[begin TEXT PASSAGE]

# Integral of $\int \frac{1}{x+b}\exp(-(x\pm b)^2)dx$

Can anyone see a solution for varitations of

$$\int \frac{1}{x+b}\exp(-(x\pm b)^2)dx$$

I recognize that the term $$1/(x+b)$$ could be rewritten for the region $$|x|

$$\int \sum_{i=1}^\infty \frac{(-x)^i}{b^i} \exp(-(x \pm b)^2) \textrm{d}x$$

The series can be modified to an arbitrarily large convergence domain by changing the center of the expansion

$$\int \sum_{i=1}^\infty \frac{(x+L)^i}{(L -b)^i} \exp(-(x \pm b)^2) \textrm{d}x$$

But I can't go much further with this approach.

[end TEXT PASSAGE]

[CHALLENGE 1]
Answer these about the integral post:
(a) According to the post, what change lets the series reach an arbitrarily large convergence domain?
(b) At what value does the summation index i start in the series?
(c) What does the poster say in the final sentence about the approach?
[CHALLENGE 2]
Reproduce the stretch of the integral post from "I recognize that" through "with this approach.".

[begin DATASET EXTRACT]

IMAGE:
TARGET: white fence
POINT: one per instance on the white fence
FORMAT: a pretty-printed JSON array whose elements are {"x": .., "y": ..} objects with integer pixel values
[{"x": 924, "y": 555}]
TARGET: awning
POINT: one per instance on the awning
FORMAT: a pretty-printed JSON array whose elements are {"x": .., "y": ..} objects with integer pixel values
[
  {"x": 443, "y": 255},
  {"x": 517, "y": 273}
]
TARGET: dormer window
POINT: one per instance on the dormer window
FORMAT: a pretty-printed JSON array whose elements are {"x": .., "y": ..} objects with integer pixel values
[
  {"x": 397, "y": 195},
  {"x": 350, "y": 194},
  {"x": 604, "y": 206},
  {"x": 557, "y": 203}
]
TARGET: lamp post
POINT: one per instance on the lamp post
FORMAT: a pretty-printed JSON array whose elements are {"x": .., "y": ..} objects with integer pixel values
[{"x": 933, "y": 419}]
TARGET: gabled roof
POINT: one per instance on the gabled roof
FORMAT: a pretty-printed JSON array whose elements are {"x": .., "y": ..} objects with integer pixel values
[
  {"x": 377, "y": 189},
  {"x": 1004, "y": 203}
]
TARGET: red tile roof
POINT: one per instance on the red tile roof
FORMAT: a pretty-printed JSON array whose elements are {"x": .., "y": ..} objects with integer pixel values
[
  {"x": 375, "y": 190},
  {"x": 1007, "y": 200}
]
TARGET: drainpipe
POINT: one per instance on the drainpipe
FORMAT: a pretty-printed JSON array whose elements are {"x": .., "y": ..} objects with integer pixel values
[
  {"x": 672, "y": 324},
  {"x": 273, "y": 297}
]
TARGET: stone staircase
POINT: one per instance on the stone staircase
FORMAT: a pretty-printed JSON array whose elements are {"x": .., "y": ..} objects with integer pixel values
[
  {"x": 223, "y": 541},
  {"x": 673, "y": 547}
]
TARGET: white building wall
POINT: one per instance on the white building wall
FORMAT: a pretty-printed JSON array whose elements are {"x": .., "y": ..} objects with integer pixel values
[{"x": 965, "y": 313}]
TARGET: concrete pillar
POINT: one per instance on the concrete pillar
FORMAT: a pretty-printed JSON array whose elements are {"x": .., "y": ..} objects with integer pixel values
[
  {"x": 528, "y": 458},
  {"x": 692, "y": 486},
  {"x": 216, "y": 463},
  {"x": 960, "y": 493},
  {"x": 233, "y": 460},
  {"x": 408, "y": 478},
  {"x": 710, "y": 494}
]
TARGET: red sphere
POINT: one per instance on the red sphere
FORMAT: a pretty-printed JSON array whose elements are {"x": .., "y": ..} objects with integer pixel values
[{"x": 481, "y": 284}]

[end DATASET EXTRACT]

[REPLY 1]
(a) Changing the center of the expansion.
(b) i = 1.
(c) The poster can't go much further with it.

[REPLY 2]
I recognize that the term $$1/(x+b)$$ could be rewritten for the region $$|x|

$$\int \sum_{i=1}^\infty \frac{(-x)^i}{b^i} \exp(-(x \pm b)^2) \textrm{d}x$$

The series can be modified to an arbitrarily large convergence domain by changing the center of the expansion

$$\int \sum_{i=1}^\infty \frac{(x+L)^i}{(L -b)^i} \exp(-(x \pm b)^2) \textrm{d}x$$

But I can't go much further with this approach.